> **EXERCISE PROMPT**
Write out all of the entries exactly as given.

* Start *

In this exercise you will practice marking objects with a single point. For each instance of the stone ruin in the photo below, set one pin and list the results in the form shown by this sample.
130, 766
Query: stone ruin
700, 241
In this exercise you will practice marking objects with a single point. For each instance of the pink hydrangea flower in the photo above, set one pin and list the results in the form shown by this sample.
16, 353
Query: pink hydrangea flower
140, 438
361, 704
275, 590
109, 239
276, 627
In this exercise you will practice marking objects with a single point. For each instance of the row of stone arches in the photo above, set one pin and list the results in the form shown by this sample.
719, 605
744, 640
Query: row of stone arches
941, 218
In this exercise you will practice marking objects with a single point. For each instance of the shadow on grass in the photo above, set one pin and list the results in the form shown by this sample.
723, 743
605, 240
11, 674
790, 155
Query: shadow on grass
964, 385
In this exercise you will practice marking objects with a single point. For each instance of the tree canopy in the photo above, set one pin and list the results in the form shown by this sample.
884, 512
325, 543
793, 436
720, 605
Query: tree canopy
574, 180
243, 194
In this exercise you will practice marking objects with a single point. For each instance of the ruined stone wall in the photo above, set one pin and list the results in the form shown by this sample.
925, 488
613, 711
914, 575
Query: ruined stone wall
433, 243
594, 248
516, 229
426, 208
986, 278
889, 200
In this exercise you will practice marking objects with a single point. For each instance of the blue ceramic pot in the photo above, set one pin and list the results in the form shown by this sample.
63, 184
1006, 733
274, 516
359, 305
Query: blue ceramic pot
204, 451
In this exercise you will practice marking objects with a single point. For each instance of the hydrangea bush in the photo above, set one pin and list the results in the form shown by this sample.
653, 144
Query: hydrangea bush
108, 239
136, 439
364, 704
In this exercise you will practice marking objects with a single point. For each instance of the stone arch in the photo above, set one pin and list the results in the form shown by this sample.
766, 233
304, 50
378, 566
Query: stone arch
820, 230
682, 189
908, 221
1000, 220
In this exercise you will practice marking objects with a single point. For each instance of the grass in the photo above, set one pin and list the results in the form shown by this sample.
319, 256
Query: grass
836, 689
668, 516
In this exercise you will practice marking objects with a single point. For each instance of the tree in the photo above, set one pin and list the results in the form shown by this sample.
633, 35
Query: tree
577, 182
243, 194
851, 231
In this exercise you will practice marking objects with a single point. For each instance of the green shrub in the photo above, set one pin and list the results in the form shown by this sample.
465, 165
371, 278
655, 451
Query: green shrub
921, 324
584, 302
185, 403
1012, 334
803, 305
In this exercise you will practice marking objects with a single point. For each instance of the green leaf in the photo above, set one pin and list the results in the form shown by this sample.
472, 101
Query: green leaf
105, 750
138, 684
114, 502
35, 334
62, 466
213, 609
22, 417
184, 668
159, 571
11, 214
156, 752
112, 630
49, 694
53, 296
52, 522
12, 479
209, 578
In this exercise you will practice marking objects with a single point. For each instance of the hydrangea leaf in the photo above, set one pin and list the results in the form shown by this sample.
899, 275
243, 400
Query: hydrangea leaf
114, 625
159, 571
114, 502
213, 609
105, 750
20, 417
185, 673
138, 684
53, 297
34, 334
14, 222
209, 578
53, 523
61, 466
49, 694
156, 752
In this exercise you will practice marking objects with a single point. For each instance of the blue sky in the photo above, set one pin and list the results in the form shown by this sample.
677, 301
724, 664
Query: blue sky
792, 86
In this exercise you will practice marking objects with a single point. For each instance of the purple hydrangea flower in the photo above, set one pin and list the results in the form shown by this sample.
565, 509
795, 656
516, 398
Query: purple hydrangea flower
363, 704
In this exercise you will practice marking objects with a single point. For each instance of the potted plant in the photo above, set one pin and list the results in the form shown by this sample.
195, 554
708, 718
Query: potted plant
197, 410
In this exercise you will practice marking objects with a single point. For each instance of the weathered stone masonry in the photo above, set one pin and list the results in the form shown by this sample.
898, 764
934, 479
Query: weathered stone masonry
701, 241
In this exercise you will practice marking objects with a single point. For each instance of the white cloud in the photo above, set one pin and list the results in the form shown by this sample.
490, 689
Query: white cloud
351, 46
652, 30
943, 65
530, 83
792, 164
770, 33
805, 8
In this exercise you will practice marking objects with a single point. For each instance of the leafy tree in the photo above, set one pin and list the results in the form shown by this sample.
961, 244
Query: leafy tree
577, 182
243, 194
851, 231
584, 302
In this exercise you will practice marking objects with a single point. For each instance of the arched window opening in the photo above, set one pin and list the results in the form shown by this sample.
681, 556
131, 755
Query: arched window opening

* End *

> **WRITTEN SOLUTION**
In this exercise you will practice marking objects with a single point. For each instance of the stone ruin in the photo below, set one pin and list the results in the form shown by this sample.
130, 766
Query: stone ruin
700, 241
In this exercise you will practice marking objects with a single point. For each instance of the pink hydrangea flower in the photo above, set one pin and list the results in the form shown by this sample.
16, 353
Query: pink hydrangea flower
140, 438
361, 704
275, 590
109, 239
276, 627
In this exercise you will practice marking objects with a single point. For each instance of the row of stone arches in the photo above, set one pin and list the results in the form shown by this sample.
719, 605
744, 640
Query: row of stone arches
941, 218
In this exercise you will practice marking objects with a single point. For each instance of the shadow on grass in the photo above, set one pin and list the results in the form shown by this sample.
723, 743
605, 240
11, 674
790, 155
Query: shadow on grass
964, 385
In this exercise you will practice marking objects with a single point. For each instance of the tree canopy in the photo above, set one pin and list the results in the form shown by this sample.
884, 512
325, 543
793, 436
720, 605
Query: tree canopy
574, 180
243, 194
In this exercise you will practice marking objects with a single point. For each instance of the ruined stone wall in the photo above, set one pin and list the results in the form shown by this sample.
925, 488
613, 711
914, 575
Query: ruined stone wall
433, 243
594, 248
516, 229
426, 208
986, 278
889, 200
In this exercise you will practice marking objects with a single point. For each instance of the blue ceramic pot in the photo above, set one pin and list the results in the form shown by this sample.
63, 184
1006, 733
274, 516
359, 305
Query: blue ceramic pot
204, 451
In this exercise you will practice marking objects with a single point. For each instance of the hydrangea bush in the photo above, set one pin and list the results in the form shown by this sample.
653, 144
Query: hydrangea bush
108, 239
136, 439
364, 704
In this exercise you will practice marking objects with a single point. For each instance of the stone arch in the photo above, set one pin and list the results in the form shown by this sample.
766, 233
304, 50
378, 566
Query: stone arch
820, 230
682, 189
908, 221
1000, 220
In this exercise you will practice marking objects with a single point. For each instance of the grass in the photo above, set one pin and list the results in the form shown by this sample.
319, 256
Query: grass
836, 689
668, 516
In this exercise you will practice marking objects with a single point. For each instance of the tree in the photo above, set one pin and list the results in the form shown by this sample.
633, 35
Query: tree
577, 182
243, 194
851, 231
In this exercise you will practice marking objects with a single point. For each instance of the green shrub in the photo above, set one pin and list the results in the form shown by this sample.
465, 165
371, 278
655, 451
Query: green shrub
921, 324
584, 302
185, 403
1012, 334
803, 305
In this exercise you will practice marking objects with a single point. For each instance of the green leaf in the photo above, set one pin and list the results in the form shown by this sample.
472, 101
Query: green leaf
105, 750
138, 684
114, 502
35, 334
62, 466
213, 609
22, 417
184, 668
159, 571
11, 214
156, 752
112, 630
49, 694
53, 296
52, 522
12, 479
209, 578
In this exercise you will practice marking objects with a single point. For each instance of the hydrangea leaf in the photo above, set one pin and list the results in the form shown by this sample.
899, 275
243, 400
Query: hydrangea leaf
114, 625
159, 571
114, 502
213, 609
105, 750
20, 417
185, 673
138, 684
53, 297
34, 334
14, 222
209, 578
53, 523
61, 466
49, 694
156, 752
In this exercise you will practice marking objects with a single point. For each instance of the blue sky in the photo above, set one pin and list the results in the form shown by this sample.
677, 301
724, 664
Query: blue sky
792, 86
In this exercise you will practice marking objects with a single point. For each instance of the purple hydrangea flower in the photo above, set one pin and list the results in the form shown by this sample.
565, 509
795, 656
516, 398
Query: purple hydrangea flower
363, 704
In this exercise you will practice marking objects with a single point. For each instance of the potted plant in the photo above, set one pin and list the results in the form shown by this sample.
195, 554
708, 718
Query: potted plant
197, 410
In this exercise you will practice marking objects with a single point. For each instance of the weathered stone masonry in the photo above, set one pin and list the results in the form shown by this sample.
898, 764
934, 479
Query: weathered stone masonry
701, 241
In this exercise you will practice marking objects with a single point. For each instance of the white cloud in the photo above, set one pin and list the results in the form shown by this sample.
490, 689
Query: white cloud
351, 46
652, 30
943, 65
530, 83
792, 164
770, 33
805, 8
In this exercise you will practice marking objects with a single point. For each instance of the leafy tree in the photo above, set one pin and list the results in the form shown by this sample.
961, 244
Query: leafy tree
577, 182
243, 194
851, 231
584, 302
In this exercise you will practice marking objects with a single point. For each instance of the arched window opening in the photo above, set one pin and list the results in the form shown by this sample.
681, 556
131, 755
Query: arched window opening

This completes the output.